[Entries from a pointing dataset]
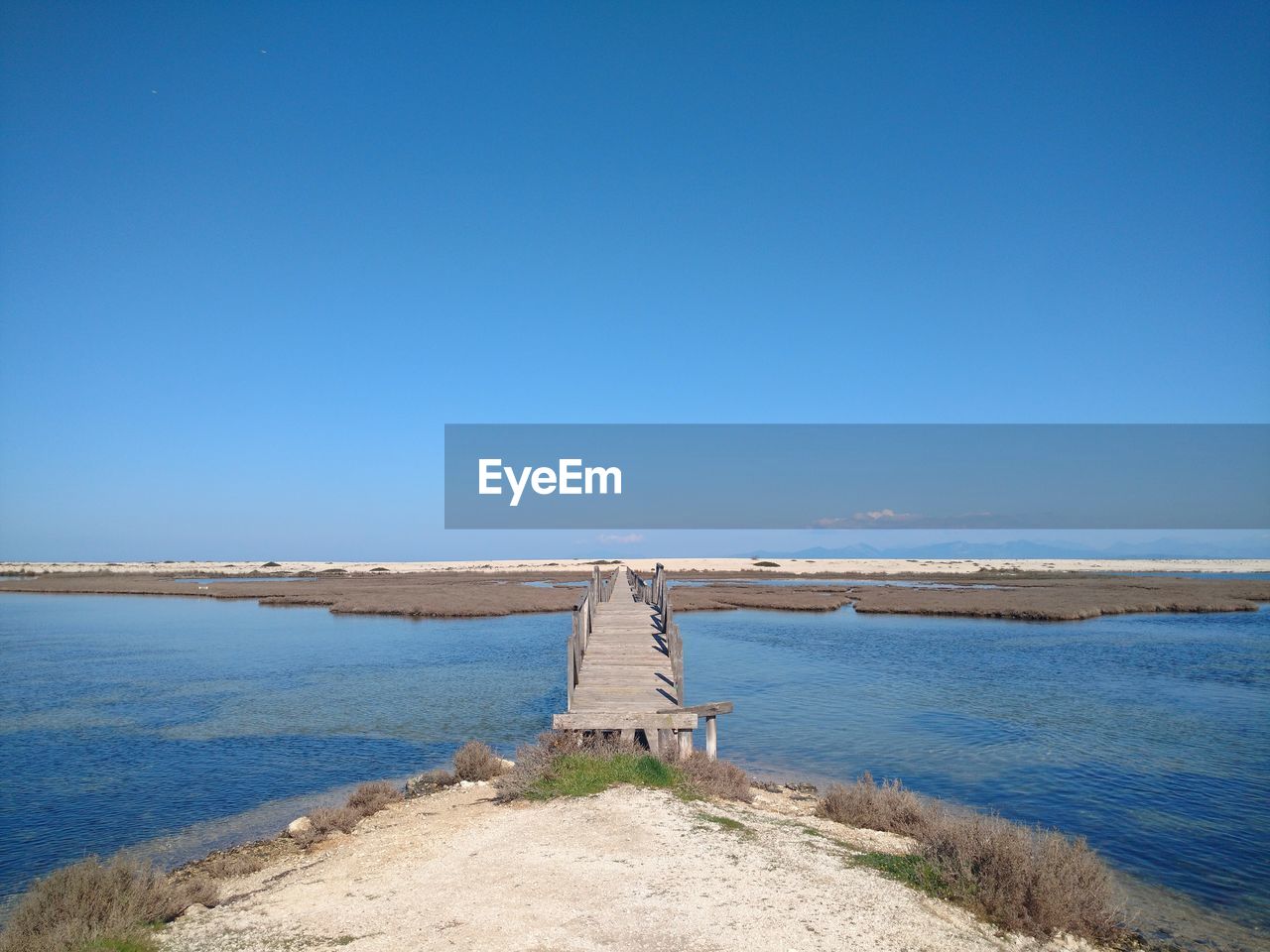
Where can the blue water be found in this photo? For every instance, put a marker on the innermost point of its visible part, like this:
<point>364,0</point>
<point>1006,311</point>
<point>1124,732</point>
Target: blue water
<point>126,719</point>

Direction: Copy the records above line for line, leaving out the pictures.

Expected output:
Where can the blue water be found in this photo? For every instance, put a marker on the innermost point of its visible part, like this:
<point>364,0</point>
<point>1006,311</point>
<point>1124,732</point>
Target: blue water
<point>126,719</point>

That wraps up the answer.